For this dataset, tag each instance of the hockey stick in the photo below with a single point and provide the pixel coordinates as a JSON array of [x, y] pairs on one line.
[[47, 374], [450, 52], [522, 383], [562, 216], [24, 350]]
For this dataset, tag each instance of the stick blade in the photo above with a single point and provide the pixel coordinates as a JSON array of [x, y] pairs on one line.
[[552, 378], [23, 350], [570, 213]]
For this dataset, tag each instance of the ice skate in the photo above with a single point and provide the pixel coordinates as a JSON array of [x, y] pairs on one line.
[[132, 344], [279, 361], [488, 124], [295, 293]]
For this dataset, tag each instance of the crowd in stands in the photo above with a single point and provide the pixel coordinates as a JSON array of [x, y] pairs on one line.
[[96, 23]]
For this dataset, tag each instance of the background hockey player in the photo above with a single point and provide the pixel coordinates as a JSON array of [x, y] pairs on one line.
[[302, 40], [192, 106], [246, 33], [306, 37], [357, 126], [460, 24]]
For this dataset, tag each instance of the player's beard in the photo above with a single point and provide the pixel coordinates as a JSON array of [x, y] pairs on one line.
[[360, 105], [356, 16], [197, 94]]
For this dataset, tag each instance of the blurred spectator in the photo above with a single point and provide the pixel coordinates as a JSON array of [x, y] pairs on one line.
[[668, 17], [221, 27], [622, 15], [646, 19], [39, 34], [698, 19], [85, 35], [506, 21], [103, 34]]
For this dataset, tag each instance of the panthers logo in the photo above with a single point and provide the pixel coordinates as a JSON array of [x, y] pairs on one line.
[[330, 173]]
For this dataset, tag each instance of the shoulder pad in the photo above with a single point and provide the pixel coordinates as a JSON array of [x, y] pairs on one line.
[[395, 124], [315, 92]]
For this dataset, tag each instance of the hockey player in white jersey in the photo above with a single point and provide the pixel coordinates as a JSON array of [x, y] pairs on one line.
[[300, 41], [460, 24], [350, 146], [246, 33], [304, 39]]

→ **Requirement**:
Arrange the part that opens with the line containing "For this dataset, tag each instance of the shoulder" and runs through the last of the rows above as a Markdown table with the columns Row and Line, numbering each line and leaving out blank ones.

→ **Result of the exercise**:
| Row | Line |
|---|---|
| 1 | For this dataset, tag each instance of the shoulder pad in the photo above with a single point and provide the pixel coordinates as a JSON array of [x, y] pairs on one line. |
| 2 | [[395, 124], [315, 92]] |
| 3 | For this dataset, tag each instance of the hockey player in white jersey in the photo above with a single point and provide the pixel coordinates as a JSON array of [x, y] pairs on one line. |
| 4 | [[300, 41], [460, 24], [350, 146], [246, 33], [304, 39]] |